Start of Block
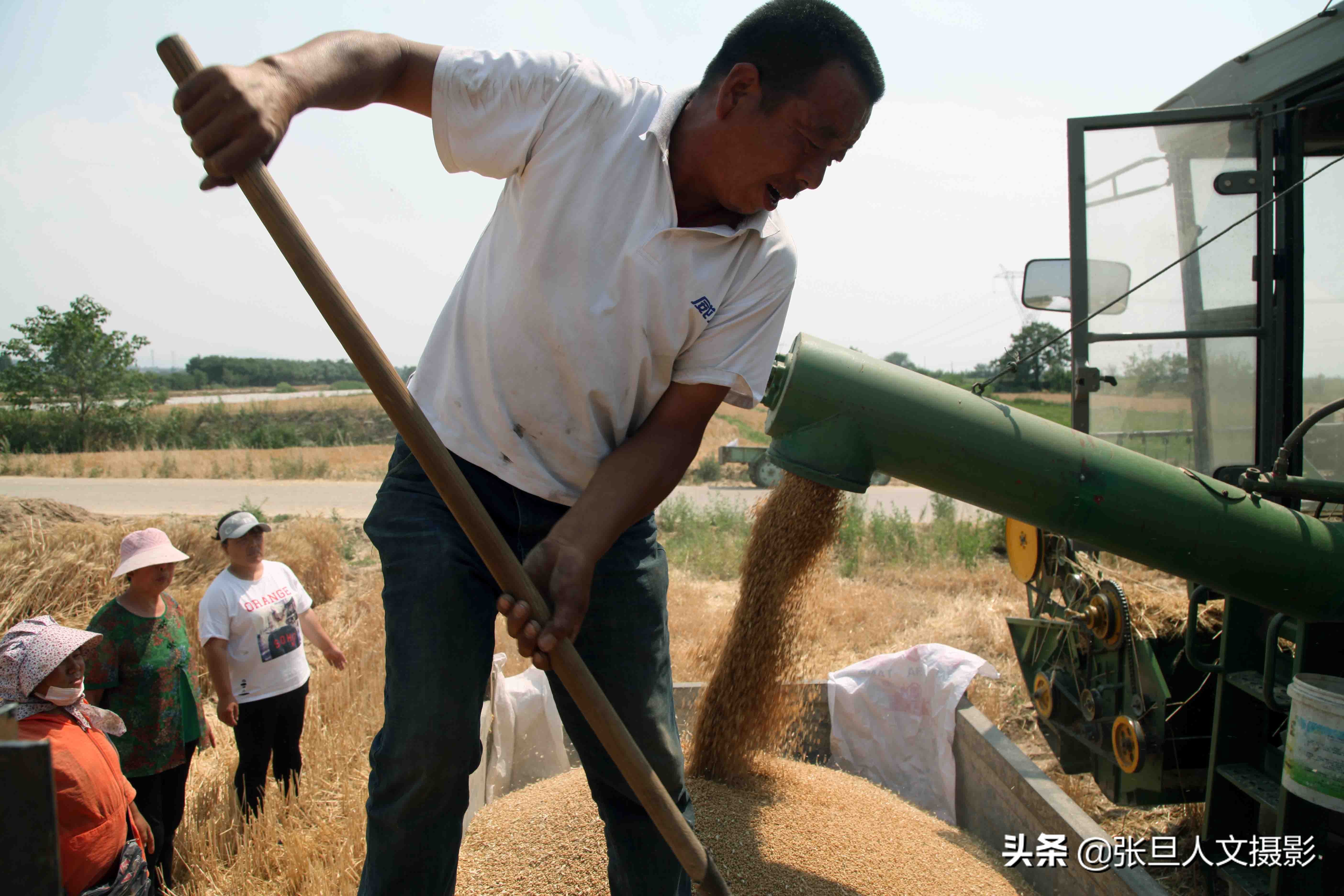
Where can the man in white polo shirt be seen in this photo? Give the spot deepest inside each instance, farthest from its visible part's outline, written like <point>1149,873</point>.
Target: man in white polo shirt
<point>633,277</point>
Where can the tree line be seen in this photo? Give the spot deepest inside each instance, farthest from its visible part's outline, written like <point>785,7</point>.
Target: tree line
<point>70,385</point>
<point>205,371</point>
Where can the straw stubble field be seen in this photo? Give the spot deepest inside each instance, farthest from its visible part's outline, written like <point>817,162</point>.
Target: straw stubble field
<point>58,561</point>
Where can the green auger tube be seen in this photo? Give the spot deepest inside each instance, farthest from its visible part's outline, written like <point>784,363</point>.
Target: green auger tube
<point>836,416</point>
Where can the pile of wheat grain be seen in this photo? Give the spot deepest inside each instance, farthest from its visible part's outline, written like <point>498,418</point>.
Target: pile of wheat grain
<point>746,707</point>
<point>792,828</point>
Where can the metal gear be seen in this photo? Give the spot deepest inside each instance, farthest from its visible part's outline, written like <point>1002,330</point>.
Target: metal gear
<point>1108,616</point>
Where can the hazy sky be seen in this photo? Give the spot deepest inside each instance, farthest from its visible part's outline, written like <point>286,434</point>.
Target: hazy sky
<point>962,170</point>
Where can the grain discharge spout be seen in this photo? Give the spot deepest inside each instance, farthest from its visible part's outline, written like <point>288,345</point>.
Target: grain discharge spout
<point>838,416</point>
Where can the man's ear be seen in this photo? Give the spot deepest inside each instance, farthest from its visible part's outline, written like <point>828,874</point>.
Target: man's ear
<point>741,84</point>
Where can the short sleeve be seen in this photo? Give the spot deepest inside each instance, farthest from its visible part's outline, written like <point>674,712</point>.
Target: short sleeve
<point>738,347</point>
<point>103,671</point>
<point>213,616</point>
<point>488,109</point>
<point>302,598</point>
End of Block
Start of Block
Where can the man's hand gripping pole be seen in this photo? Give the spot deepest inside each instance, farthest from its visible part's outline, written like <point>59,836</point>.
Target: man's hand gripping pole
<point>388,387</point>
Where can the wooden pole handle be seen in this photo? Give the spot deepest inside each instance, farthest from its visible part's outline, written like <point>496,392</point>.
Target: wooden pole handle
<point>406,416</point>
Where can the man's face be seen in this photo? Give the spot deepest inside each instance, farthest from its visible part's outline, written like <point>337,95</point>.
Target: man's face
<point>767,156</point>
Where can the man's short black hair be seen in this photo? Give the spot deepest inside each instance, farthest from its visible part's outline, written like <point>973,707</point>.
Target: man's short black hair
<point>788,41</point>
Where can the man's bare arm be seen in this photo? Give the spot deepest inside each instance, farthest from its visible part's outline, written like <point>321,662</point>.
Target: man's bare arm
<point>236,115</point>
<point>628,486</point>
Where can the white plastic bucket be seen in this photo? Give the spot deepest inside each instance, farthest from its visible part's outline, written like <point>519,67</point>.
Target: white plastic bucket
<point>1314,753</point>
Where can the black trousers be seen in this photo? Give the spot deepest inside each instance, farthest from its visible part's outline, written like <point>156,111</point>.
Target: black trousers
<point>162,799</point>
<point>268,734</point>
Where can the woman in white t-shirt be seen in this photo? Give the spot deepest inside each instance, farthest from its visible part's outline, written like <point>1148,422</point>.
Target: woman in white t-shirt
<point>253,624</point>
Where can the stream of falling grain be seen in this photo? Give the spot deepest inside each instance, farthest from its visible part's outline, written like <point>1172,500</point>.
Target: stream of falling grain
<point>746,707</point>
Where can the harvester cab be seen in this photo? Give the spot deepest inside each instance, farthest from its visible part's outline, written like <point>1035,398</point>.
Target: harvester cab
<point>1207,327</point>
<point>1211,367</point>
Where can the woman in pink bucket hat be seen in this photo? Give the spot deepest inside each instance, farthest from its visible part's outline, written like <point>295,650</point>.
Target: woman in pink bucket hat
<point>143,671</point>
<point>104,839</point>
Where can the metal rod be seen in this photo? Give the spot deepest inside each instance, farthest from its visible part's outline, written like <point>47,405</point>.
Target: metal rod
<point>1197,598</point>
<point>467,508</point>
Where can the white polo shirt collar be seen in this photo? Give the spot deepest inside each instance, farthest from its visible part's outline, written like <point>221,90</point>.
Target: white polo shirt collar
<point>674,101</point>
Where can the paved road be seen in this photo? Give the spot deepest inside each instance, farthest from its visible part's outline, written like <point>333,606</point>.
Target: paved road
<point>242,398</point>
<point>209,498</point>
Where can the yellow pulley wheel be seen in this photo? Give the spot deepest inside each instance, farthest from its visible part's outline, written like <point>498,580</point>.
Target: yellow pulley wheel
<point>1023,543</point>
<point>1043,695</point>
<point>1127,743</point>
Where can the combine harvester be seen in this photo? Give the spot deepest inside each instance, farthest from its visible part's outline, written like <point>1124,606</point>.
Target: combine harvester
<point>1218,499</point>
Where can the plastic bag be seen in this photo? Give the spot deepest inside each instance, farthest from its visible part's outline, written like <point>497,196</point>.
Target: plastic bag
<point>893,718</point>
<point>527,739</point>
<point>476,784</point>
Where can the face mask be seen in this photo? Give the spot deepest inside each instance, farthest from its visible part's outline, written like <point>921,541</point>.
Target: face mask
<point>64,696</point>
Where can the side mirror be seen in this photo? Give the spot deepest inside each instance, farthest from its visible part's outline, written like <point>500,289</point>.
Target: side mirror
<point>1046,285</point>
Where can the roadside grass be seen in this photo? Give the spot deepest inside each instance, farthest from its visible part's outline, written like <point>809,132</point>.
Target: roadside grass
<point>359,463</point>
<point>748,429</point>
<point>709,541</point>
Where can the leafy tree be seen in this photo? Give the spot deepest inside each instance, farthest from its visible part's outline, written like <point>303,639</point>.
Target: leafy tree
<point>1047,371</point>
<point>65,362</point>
End of Block
Wherever the line holding "Target: yellow pulley wheel" falls in the entries above, copy exactly from it through the line holding "Where can the leafy", inclusive, and add nothing.

Target: yellow pulley wheel
<point>1023,543</point>
<point>1043,695</point>
<point>1127,743</point>
Where can the combine harvester be seen in this photo? Give the spot deepest inside each instance, farthest from its visible part's outline, written like <point>1124,606</point>.
Target: combine harvester
<point>1218,499</point>
Where can the plastic bag be seen in this photo? Give the spot deepest inside each instance, farthest from its visible part's outline, written like <point>497,196</point>.
Target: plastic bag
<point>893,718</point>
<point>527,739</point>
<point>476,784</point>
Where can the face mask be seen in this photo? Give the spot deepest inside each instance, farthest from its visible part's outline, written like <point>921,541</point>.
Target: face mask
<point>64,696</point>
Where can the side mirror be seen in this photo? Give the spot deepest inside each instance, farthest from its visible part's outline, written like <point>500,289</point>.
Target: side mirror
<point>1046,285</point>
Where can the roadside grass be seen in this photo? Give the spot deepest inside each instance, farthest from its visible part's outline, written like <point>809,132</point>.
Target: roadside grass
<point>359,463</point>
<point>748,429</point>
<point>709,541</point>
Where can the leafy tree be seen in this photo? Give the spot deepest inside each instance, farthest from its visible part's outline, written like <point>303,639</point>.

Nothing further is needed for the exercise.